Study text =>
The key is to approach patients in a way that avoids that raised-eyebrow skepticism. “Every patient is approached holistically,” she explains. “We deal with the mind, body, and spirit. We try to make a connection with the patient on some personal level.”
The transitional care unit team gets to know patients’ families and caregivers. Nurses will celebrate patients’ anniversaries and birthdays with balloons and cake.
“Patients become very endeared to us,” she says. “Our approach is to evaluate their learning style and their cognitive ability to retain information, their health literacy, and what kind of family support they have at home.”
The transitional care staff become close to patients. “We are very lucky to work in a program where we have the opportunity to really get to know our patients,” Bartsch says. “This gives us the relationship with them to be their cheerleaders when they are doing well, and their support and guidance when they fall off track.”
Patients can call the transitional care team whenever they run into issues with their weight or new symptoms. “I think they feel very secure that we are there for them if they have setbacks, and this encourages them to stay on top of their disease,” Bartsch says.
• Assess patient at first post-discharge appointment. The patient meets the outpatient transitional care unit team at the first appointment after discharge.
“They are introduced into the purpose of the program, which is to help them manage their heart failure symptoms and to stay well and healthy in the community,” Usinowicz explains. “We take their health history and conduct a physical exam.”

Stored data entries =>
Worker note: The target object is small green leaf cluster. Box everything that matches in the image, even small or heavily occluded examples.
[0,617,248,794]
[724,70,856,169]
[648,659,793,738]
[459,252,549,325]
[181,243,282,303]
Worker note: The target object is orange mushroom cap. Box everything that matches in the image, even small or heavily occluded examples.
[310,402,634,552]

Problem set =>
#1 In the transitional care text, what does Bartsch say close relationships with patients allow the staff to do?
#2 According to the transitional care text, when does the patient meet the outpatient transitional care unit team?
#3 List everything the transitional care text says the team evaluates as part of its approach to patients.

Task responses =>
#1 Bartsch says that really getting to know patients gives the staff the relationship needed to be their cheerleaders when they are doing well and their support and guidance when they fall off track.

#2 At the first appointment after discharge.

#3
- Their learning style
- Their cognitive ability to retain information
- Their health literacy
- What kind of family support they have at home